We're releasing OpenAI o1-mini, a cost-efficient reasoning model. o1-mini excels at STEM, especially math and coding—nearly matching the performance of OpenAI o1 on evaluation benchmarks such as AIME and Codeforces. We expect o1-mini will be a faster, cost-effective model for applications that require reasoning without broad world knowledge.
Today, we are launching o1-mini to tier 5 API users(opens in a new window) at a cost that is 80% cheaper than OpenAI o1-preview. ChatGPT Plus, Team, Enterprise, and Edu users can use o1-mini as an alternative to o1-preview, with higher rate limits and lower latency (see Model Speed).
Optimized for STEM Reasoning
Large language models such as o1 are pre-trained on vast text datasets. While these high-capacity models have broad world knowledge, they can be expensive and slow for real-world applications. In contrast, o1-mini is a smaller model optimized for STEM reasoning during pretraining. After training with the same high-compute reinforcement learning (RL) pipeline as o1, o1-mini achieves comparable performance on many useful reasoning tasks, while being significantly more cost efficient.

■ **RECORD EXCERPTS**
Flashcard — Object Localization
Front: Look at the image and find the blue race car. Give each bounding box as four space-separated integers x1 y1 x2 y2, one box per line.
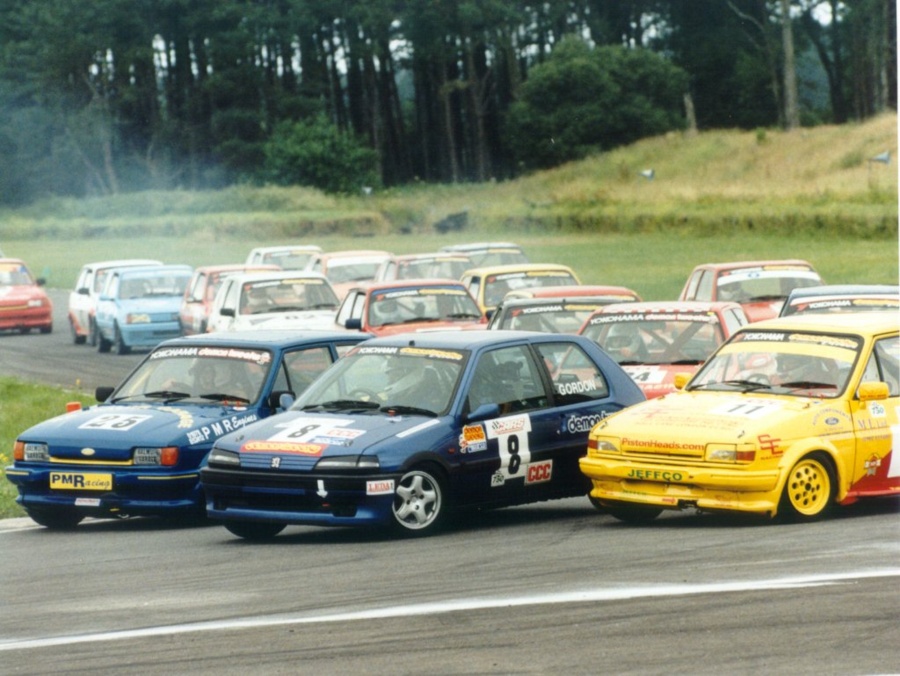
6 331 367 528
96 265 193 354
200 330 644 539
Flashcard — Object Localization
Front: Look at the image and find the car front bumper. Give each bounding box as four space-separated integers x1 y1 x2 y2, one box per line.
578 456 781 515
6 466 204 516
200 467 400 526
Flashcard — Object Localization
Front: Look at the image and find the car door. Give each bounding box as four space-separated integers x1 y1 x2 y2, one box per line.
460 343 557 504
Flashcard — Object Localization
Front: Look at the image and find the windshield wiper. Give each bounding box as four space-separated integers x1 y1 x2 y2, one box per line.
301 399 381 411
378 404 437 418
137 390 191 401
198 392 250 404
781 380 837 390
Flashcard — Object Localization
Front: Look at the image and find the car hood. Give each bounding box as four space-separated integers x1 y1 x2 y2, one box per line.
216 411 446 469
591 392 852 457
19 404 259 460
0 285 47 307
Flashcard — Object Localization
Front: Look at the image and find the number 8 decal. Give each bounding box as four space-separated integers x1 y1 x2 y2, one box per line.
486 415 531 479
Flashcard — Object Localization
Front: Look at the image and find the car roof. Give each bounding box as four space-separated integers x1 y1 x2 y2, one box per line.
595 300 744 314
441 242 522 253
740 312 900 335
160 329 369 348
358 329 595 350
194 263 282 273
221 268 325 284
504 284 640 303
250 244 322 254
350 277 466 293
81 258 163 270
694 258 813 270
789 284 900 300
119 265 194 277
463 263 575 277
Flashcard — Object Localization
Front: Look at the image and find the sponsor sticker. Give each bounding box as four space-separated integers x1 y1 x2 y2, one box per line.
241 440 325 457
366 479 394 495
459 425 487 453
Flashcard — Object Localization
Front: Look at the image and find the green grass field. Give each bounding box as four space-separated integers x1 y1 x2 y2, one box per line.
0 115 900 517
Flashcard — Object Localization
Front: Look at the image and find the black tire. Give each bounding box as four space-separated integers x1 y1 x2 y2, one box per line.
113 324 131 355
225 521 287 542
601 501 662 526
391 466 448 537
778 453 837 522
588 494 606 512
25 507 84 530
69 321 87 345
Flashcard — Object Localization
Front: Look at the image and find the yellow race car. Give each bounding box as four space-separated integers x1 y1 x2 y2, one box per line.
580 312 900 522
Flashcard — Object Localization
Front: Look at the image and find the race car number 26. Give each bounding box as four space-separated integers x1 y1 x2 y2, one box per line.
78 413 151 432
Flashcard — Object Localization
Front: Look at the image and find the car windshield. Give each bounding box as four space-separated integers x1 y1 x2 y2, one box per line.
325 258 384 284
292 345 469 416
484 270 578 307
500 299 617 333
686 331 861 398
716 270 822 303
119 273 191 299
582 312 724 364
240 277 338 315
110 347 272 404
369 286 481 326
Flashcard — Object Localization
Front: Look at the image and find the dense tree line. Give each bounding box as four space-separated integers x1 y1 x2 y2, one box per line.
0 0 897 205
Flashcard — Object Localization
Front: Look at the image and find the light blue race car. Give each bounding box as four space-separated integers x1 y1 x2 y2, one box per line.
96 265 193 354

■ **WORK TO BE COMPLETED**
For each statement, say yes or no on whether it agrees with the o1-mini announcement, and quote the exact words that decide it.
1. o1-mini costs 80% less than o1-preview for tier 5 API users.
2. o1-mini went through a different reinforcement learning pipeline than o1.
3. o1-mini is meant for applications that need broad world knowledge.
Rely only on the o1-mini announcement.

■ **ANSWER BOX**
1. Yes: "at a cost that is 80% cheaper than OpenAI o1-preview"
2. No: "After training with the same high-compute reinforcement learning (RL) pipeline as o1"
3. No: "for applications that require reasoning without broad world knowledge"